The Institute of African Studies (IAS) at the University of Ghana, with funding support from the Open Society Institutes of Africa, is calling for proposals for multi-country research that investigates the trajectories, processes and outcomes of social policymaking in Africa since the colonial period. Social policies have over the years been often consigned to a residual category in policymaking. However, the recent experience of COVID-19 illustrates that policy responses in periods of crisis usually rely on social policies for improvements in the human condition.
COVID-19 has shown that, while multi-level global crises affect all who live on the planet, both responses and impacts are highly differentiated and exacerbate gender, class and spatial inequalities. All over Africa, working people in rural and urban areas who are engaged in precarious work are facing existential challenges as a result of the contraction of economies and the limitations of state responses. These challenges are gendered. Measures such as lock-down and the closing of workplaces, educational institutions, and places of leisure and social engagements have underlined the importance of living spaces and reproductive activities.

**ASSIGNED TASK 1:**
Answer these questions from the passage on social policymaking in Africa:
(a) Which institute is calling for proposals, and at which university is it based?
(b) Which organization is providing the funding?
(c) According to the passage, the lock-down measures and closings have underlined the importance of what two things?
**ASSIGNED TASK 2:** Carry the passage on social policymaking in Africa forward, starting after its final sentence.

Stored entries:

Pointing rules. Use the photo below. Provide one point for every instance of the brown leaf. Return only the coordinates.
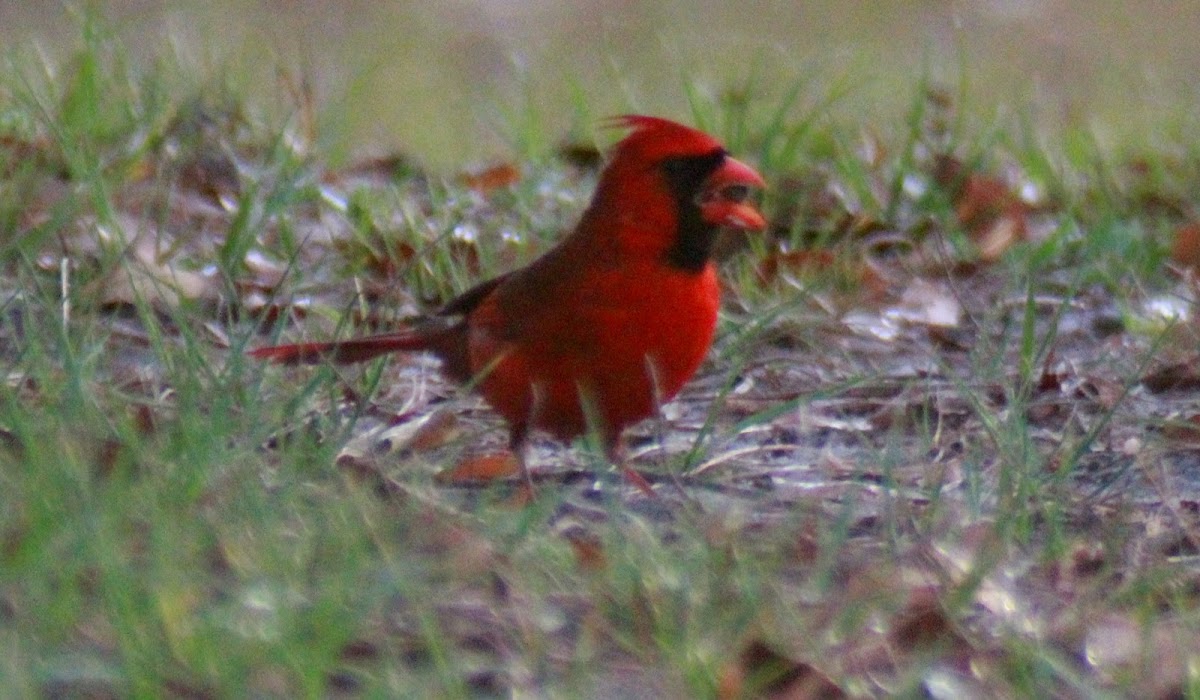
(993, 215)
(923, 623)
(492, 178)
(1185, 429)
(1186, 246)
(1177, 377)
(760, 671)
(487, 467)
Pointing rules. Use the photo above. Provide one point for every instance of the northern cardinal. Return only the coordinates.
(612, 321)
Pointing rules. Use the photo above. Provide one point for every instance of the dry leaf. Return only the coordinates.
(487, 467)
(493, 178)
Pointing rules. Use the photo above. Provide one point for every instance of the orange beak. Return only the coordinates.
(725, 199)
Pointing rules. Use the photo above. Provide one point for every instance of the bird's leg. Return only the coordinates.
(517, 437)
(615, 452)
(660, 428)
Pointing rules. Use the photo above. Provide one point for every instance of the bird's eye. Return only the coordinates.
(735, 192)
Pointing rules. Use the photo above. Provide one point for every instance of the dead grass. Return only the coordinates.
(946, 443)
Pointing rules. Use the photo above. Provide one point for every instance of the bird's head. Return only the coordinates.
(675, 187)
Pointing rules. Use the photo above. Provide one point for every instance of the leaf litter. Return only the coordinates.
(868, 442)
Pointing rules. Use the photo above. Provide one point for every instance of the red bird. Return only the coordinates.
(611, 322)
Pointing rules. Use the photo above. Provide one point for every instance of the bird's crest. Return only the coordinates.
(654, 138)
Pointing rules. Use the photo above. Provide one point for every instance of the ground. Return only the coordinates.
(945, 444)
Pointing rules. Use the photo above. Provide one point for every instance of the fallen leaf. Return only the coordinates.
(760, 671)
(492, 178)
(487, 467)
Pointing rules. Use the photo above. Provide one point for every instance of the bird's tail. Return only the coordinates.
(358, 350)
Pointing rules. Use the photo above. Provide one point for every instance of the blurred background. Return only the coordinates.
(460, 81)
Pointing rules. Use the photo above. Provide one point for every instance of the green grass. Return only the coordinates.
(903, 514)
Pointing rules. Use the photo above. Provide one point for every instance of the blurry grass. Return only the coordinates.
(150, 543)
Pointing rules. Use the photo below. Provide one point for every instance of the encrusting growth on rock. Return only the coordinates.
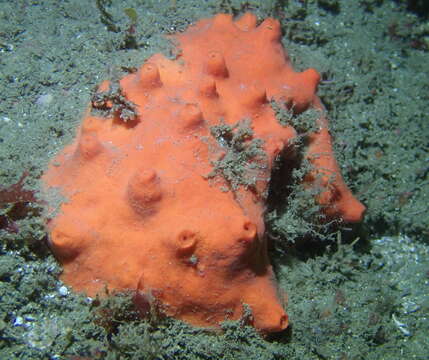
(145, 209)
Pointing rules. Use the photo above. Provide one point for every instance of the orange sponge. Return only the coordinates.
(166, 191)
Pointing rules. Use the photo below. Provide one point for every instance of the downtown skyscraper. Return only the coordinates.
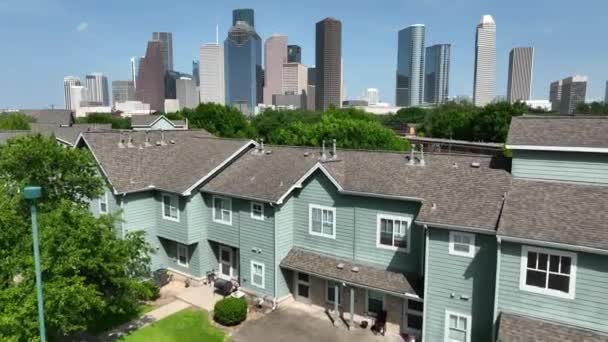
(328, 64)
(68, 83)
(519, 86)
(211, 74)
(166, 48)
(410, 66)
(484, 87)
(243, 67)
(275, 55)
(97, 89)
(437, 73)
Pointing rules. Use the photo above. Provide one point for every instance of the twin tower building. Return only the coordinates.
(233, 73)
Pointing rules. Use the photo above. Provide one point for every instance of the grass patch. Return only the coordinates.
(185, 326)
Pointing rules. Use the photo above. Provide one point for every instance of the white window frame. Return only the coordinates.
(219, 220)
(257, 217)
(167, 216)
(184, 249)
(104, 200)
(371, 314)
(408, 233)
(262, 285)
(453, 251)
(446, 333)
(327, 300)
(546, 291)
(321, 207)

**FINAL ANSWER 1:**
(a) The Institute of African Studies (IAS), at the University of Ghana.
(b) The Open Society Institutes of Africa.
(c) Living spaces and reproductive activities.

**FINAL ANSWER 2:**
The COVID situation has also brought into sharp relief the gender pay gap, the gender segmentation of paid work, and the burdens of reproductive and care work for women. There is also emerging evidence of a significant increase in gender-based violence. Furthermore, gender, class and spatial inequalities in access to education have come to the fore in several ways, including in the threat of increased attrition rates in education. With respect to health, there are risks that spending on reproductive health and other public health challenges will be sacrificed to COVID-19 expenditures. Such a change in focus could have negative impacts on maternal and under-5 mortality and morbidity, and result in a rise in women’s paid and unpaid care burdens for the sick as frontline health workers and in their own households.
Responses to the socio-economic effects COVID-19 from state institutions—such as water and electricity subsidies for poor households, support for businesses and the augmentation of social protection programmes targeting the poor—have exposed the possibilities and limitations of social policy as currently constituted and created. Scholars of social development have over the years focused largely on social protection programmes or sectors such as education, health, water and sanitation, employment, and housing. Much of the discussion has been on questions of access and quality. Even fewer of such studies take on a gender equity perspective and almost none are interested in the economic policy dimensions of social development. These, coupled with a dearth of social policy expertise in Africa, create a compelling need for rethinking social policy and building constituencies that work for change in philosophies and approaches to social policy.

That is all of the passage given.